Your assignment:
Take the entries that follow and return exactly the lines from the one holding "negative clicks: (408, 335) (373, 287)" through the one holding "102L582 177L537 282L548", both included. Nothing else is needed.

++++ Listed records

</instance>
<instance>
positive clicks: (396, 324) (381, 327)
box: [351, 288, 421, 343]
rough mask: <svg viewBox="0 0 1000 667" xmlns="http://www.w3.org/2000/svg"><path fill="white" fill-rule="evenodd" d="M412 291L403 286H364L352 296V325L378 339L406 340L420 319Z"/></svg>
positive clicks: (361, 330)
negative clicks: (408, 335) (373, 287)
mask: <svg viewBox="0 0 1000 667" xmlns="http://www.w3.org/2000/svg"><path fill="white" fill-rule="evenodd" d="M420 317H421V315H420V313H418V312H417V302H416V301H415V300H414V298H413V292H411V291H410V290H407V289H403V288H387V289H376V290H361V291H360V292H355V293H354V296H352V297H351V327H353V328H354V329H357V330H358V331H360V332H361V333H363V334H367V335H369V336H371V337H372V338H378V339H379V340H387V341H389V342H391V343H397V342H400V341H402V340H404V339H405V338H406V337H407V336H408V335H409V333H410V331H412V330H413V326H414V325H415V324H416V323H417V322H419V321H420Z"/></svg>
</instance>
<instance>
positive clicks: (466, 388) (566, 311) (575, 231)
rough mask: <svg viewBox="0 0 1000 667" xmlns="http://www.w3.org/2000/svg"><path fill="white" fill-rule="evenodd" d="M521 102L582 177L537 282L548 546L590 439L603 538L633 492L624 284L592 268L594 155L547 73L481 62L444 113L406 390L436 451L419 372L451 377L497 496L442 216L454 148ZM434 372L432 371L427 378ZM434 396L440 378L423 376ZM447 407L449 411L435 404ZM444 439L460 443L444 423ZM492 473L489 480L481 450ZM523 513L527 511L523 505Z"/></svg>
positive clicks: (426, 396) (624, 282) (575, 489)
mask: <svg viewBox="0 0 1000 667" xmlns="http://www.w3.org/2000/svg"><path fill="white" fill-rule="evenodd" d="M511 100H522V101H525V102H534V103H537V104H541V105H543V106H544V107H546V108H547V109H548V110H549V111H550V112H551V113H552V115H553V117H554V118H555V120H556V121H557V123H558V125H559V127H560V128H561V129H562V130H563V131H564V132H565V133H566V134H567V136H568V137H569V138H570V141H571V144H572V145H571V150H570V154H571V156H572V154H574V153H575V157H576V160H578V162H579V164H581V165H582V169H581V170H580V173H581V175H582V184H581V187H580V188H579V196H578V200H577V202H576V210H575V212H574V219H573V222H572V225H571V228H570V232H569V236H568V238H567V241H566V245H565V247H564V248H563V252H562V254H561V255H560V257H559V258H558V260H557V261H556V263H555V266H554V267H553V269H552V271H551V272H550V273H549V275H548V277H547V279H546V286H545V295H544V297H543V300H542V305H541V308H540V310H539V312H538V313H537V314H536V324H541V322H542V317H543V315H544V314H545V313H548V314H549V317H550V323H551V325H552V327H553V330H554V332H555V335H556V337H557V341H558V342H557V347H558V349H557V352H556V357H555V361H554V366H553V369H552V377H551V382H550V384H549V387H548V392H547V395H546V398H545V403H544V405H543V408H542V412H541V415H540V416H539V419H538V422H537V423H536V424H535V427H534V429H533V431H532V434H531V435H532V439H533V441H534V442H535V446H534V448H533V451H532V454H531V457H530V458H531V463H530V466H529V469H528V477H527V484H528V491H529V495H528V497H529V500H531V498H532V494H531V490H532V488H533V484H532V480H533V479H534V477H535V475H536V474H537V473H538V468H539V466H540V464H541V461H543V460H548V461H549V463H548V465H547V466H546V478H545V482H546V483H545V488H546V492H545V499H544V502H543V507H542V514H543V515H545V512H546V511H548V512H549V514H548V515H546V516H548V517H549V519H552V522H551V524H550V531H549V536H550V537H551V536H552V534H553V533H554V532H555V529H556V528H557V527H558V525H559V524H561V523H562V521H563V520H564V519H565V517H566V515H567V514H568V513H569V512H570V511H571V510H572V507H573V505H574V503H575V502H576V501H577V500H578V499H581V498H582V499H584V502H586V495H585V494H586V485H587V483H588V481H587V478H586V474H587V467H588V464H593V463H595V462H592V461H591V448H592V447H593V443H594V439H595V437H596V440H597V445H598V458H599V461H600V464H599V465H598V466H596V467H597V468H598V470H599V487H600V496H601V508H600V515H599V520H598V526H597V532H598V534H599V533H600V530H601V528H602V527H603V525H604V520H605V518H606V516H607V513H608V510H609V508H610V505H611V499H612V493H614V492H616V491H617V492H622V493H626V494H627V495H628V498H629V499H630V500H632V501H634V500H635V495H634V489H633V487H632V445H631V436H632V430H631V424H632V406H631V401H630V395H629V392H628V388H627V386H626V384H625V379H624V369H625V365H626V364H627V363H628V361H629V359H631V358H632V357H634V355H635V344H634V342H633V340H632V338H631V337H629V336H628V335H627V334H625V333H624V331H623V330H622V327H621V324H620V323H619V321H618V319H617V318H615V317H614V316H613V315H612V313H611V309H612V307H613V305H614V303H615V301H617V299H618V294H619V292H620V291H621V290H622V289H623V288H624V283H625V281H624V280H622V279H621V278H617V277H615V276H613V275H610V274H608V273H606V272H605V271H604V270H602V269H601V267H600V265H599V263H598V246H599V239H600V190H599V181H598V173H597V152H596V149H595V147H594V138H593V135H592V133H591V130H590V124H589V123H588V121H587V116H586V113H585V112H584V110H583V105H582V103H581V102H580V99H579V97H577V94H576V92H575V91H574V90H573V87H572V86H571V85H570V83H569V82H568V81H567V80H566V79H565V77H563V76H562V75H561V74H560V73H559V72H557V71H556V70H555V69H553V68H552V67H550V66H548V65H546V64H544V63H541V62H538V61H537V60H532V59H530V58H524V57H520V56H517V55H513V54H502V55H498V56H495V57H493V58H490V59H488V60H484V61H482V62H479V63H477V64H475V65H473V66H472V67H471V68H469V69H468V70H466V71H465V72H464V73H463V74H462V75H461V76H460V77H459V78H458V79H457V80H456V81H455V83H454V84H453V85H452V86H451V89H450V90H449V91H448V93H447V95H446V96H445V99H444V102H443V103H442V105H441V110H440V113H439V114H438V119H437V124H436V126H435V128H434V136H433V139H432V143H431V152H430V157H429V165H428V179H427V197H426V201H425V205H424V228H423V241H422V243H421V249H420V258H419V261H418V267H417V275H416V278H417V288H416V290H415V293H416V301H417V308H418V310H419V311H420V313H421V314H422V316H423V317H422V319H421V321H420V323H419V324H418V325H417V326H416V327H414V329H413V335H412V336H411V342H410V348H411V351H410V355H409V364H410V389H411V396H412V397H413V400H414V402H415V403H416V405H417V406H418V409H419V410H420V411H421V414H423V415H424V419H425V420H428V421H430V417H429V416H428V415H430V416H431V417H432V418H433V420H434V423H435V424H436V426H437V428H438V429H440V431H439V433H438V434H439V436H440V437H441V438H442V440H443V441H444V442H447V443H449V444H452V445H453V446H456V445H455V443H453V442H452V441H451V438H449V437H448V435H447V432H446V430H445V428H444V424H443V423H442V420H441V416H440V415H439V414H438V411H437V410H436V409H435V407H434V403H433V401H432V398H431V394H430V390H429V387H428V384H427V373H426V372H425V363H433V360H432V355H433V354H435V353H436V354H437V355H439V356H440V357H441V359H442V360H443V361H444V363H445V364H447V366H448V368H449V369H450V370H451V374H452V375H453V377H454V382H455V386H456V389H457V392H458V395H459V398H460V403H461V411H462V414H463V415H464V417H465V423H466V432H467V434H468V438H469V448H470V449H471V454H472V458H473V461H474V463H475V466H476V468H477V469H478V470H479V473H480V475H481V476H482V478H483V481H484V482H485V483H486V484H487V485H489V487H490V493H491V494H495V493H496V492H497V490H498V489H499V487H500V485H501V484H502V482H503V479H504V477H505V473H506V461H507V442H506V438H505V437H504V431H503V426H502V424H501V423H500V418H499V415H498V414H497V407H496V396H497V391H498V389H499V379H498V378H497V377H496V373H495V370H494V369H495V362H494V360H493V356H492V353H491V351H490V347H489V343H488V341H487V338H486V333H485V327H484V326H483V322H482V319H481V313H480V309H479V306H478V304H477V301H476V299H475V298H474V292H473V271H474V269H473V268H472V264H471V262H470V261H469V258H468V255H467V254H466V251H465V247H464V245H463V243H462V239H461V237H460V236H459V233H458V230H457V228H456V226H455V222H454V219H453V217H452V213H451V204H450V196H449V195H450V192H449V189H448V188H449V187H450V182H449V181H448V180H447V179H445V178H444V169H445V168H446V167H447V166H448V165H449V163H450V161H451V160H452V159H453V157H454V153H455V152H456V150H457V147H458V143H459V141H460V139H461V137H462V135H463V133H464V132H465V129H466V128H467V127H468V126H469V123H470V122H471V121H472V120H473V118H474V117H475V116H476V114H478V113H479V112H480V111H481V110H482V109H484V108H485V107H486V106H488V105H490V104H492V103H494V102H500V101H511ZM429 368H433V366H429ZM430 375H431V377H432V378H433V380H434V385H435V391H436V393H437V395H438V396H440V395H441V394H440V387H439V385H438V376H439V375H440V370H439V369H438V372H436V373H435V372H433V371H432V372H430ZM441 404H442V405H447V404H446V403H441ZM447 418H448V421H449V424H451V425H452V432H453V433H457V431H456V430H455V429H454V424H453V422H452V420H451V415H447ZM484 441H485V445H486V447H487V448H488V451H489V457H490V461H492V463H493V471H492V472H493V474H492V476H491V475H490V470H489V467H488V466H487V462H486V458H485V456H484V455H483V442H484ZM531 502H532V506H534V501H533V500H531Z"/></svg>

++++++++

Exercise output:
negative clicks: (408, 335) (373, 287)
mask: <svg viewBox="0 0 1000 667" xmlns="http://www.w3.org/2000/svg"><path fill="white" fill-rule="evenodd" d="M420 317H421V315H420V313H418V312H417V302H416V301H415V300H414V298H413V292H411V291H410V290H407V289H403V288H387V289H376V290H361V291H360V292H355V293H354V296H352V297H351V327H353V328H354V329H357V330H358V331H360V332H361V333H363V334H367V335H369V336H371V337H372V338H378V339H379V340H387V341H389V342H391V343H397V342H400V341H402V340H404V339H405V338H406V337H407V336H408V335H409V333H410V331H412V330H413V326H414V325H415V324H416V323H417V322H419V321H420Z"/></svg>
</instance>
<instance>
positive clicks: (466, 388) (566, 311) (575, 231)
rough mask: <svg viewBox="0 0 1000 667" xmlns="http://www.w3.org/2000/svg"><path fill="white" fill-rule="evenodd" d="M521 102L582 177L537 282L548 546L590 439L603 538L633 492L624 284L592 268L594 155L547 73L481 62L444 113L406 390L436 451L419 372L451 377L497 496L442 216L454 148ZM434 372L432 371L427 378ZM434 396L440 378L423 376ZM447 407L449 411L435 404ZM444 439L460 443L444 423ZM492 473L489 480L481 450ZM523 513L527 511L523 505Z"/></svg>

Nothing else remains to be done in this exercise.